### Task to carry out
Give back the full set of entries exactly, keeping each line intact.

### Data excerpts

"""

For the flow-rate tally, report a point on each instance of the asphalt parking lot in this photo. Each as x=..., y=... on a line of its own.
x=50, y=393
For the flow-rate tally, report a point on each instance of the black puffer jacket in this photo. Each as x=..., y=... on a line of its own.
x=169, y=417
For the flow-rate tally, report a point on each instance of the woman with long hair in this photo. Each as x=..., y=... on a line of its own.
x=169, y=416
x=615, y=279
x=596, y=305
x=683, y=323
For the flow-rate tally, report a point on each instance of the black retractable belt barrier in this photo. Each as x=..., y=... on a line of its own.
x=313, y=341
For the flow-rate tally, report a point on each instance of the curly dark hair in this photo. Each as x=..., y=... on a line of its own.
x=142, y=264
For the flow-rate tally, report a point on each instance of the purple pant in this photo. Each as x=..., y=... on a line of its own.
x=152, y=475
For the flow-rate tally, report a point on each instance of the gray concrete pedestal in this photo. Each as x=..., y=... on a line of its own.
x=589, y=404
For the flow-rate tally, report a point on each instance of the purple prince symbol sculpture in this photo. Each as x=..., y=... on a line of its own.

"""

### Answer for this exercise
For the flow-rate tally, report a point on each instance of the asphalt parking lot in this photo. Each as x=..., y=... on a line of its own.
x=50, y=393
For the flow-rate tally, report a point on each instance of the black puffer jacket in this photo. Each as x=..., y=... on a line of its own.
x=169, y=417
For the flow-rate tally, report a point on each instance of the woman with long hair in this photo. Each as x=..., y=... on a line of its own.
x=169, y=416
x=615, y=279
x=596, y=305
x=683, y=323
For the flow-rate tally, report a point on each instance of the black retractable belt barrier in this photo. Each as x=..., y=... on a line of its own.
x=313, y=341
For the flow-rate tally, report a point on each instance of the curly dark hair in this photo. Each as x=..., y=... on a line of its own.
x=142, y=264
For the flow-rate tally, report a point on each instance of the purple pant in this photo. Each as x=..., y=... on a line of its own.
x=152, y=475
For the flow-rate tally, report a point on each instance of the gray concrete pedestal in this photo. Each as x=..., y=... on a line of its own.
x=589, y=404
For the flow-rate tally, report a point on each instance of the purple prince symbol sculpture in this photo. Each as x=..., y=... on a line of its own.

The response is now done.